# To do
Copy out the lines of the listing below, from the line containing "Target: yellow helmet" through the line containing "251 69 L 251", with both of those lines included and nothing altered.

Entries taken from a collection
********************

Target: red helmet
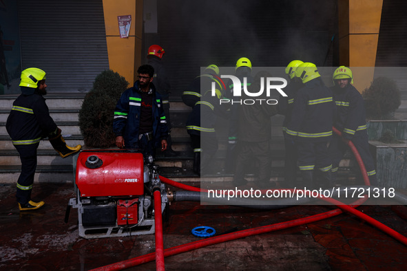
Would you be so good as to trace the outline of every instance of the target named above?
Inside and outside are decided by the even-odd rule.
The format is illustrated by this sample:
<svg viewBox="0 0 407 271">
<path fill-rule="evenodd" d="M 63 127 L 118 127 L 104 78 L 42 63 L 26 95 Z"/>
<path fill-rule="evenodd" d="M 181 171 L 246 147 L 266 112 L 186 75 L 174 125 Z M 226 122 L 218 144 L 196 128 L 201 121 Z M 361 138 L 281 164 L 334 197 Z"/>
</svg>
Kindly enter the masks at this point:
<svg viewBox="0 0 407 271">
<path fill-rule="evenodd" d="M 161 46 L 157 45 L 151 45 L 148 48 L 147 56 L 152 54 L 154 56 L 158 56 L 160 58 L 162 58 L 163 55 L 164 54 L 165 52 L 164 51 L 164 49 Z"/>
</svg>

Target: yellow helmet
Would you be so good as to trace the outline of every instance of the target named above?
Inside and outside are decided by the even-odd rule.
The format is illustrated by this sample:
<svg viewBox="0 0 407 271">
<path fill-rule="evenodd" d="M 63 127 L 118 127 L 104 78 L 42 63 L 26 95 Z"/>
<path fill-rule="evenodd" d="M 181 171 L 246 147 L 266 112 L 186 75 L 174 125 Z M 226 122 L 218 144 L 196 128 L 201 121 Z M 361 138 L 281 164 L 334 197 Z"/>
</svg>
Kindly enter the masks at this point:
<svg viewBox="0 0 407 271">
<path fill-rule="evenodd" d="M 251 69 L 251 62 L 250 62 L 250 60 L 246 57 L 241 57 L 238 60 L 238 62 L 236 62 L 236 67 L 235 69 L 238 69 L 238 68 L 240 67 L 249 67 L 250 69 Z"/>
<path fill-rule="evenodd" d="M 295 76 L 300 78 L 303 83 L 311 81 L 321 76 L 315 64 L 310 62 L 304 62 L 295 69 Z"/>
<path fill-rule="evenodd" d="M 38 68 L 28 68 L 21 72 L 20 87 L 36 89 L 38 82 L 45 79 L 45 72 Z"/>
<path fill-rule="evenodd" d="M 336 69 L 335 72 L 333 72 L 333 75 L 332 76 L 333 84 L 335 84 L 335 80 L 348 78 L 351 79 L 351 84 L 353 84 L 353 76 L 352 75 L 352 71 L 348 67 L 345 66 L 340 66 Z"/>
<path fill-rule="evenodd" d="M 217 75 L 219 75 L 219 68 L 214 64 L 211 64 L 208 67 L 206 67 L 205 69 L 211 69 L 216 73 Z"/>
<path fill-rule="evenodd" d="M 290 62 L 286 67 L 286 74 L 288 74 L 290 76 L 290 78 L 293 79 L 295 76 L 295 69 L 302 63 L 304 63 L 304 62 L 301 61 L 293 61 Z"/>
</svg>

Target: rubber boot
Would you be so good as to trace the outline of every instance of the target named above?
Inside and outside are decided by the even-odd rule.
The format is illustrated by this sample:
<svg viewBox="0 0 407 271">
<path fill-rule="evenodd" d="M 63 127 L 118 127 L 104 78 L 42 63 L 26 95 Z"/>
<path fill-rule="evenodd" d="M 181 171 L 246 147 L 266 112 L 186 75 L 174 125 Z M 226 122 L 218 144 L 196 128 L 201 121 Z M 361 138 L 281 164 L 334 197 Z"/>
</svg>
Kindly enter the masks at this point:
<svg viewBox="0 0 407 271">
<path fill-rule="evenodd" d="M 321 173 L 321 187 L 331 188 L 335 186 L 335 183 L 332 182 L 332 173 L 331 171 Z"/>
<path fill-rule="evenodd" d="M 164 153 L 165 156 L 175 157 L 175 156 L 178 156 L 180 155 L 180 153 L 178 151 L 176 151 L 172 149 L 171 146 L 172 146 L 172 140 L 171 139 L 171 136 L 168 135 L 168 137 L 167 138 L 167 149 L 165 150 L 165 152 Z"/>
<path fill-rule="evenodd" d="M 52 145 L 52 147 L 63 158 L 77 153 L 82 148 L 82 146 L 81 145 L 76 145 L 74 147 L 67 146 L 61 133 L 53 138 L 50 138 L 49 140 L 51 145 Z"/>
<path fill-rule="evenodd" d="M 194 172 L 200 175 L 200 151 L 194 153 Z"/>
<path fill-rule="evenodd" d="M 21 204 L 19 203 L 19 209 L 20 209 L 20 210 L 35 210 L 38 209 L 39 208 L 44 205 L 44 202 L 34 202 L 30 200 L 30 202 L 28 202 L 28 203 L 25 204 Z"/>
<path fill-rule="evenodd" d="M 313 177 L 314 171 L 301 171 L 301 177 L 302 177 L 302 183 L 298 189 L 302 189 L 306 187 L 307 189 L 313 188 Z"/>
</svg>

********************

# Exercise solution
Target: yellow helmet
Would you be so good as to trace the outline of every instance of the target named above?
Inside and outside are decided by the even-odd rule.
The format is illustrated by this sample:
<svg viewBox="0 0 407 271">
<path fill-rule="evenodd" d="M 63 127 L 118 127 L 104 78 L 42 63 L 26 95 Z"/>
<path fill-rule="evenodd" d="M 181 171 L 246 147 L 266 112 L 186 75 L 174 125 Z M 226 122 L 218 144 L 196 128 L 201 121 Z M 361 138 L 281 164 L 334 197 Z"/>
</svg>
Kindly enter the masks at this point:
<svg viewBox="0 0 407 271">
<path fill-rule="evenodd" d="M 251 69 L 251 62 L 250 62 L 250 60 L 246 57 L 241 57 L 238 60 L 238 62 L 236 62 L 236 67 L 235 69 L 238 69 L 238 68 L 240 67 L 249 67 L 250 69 Z"/>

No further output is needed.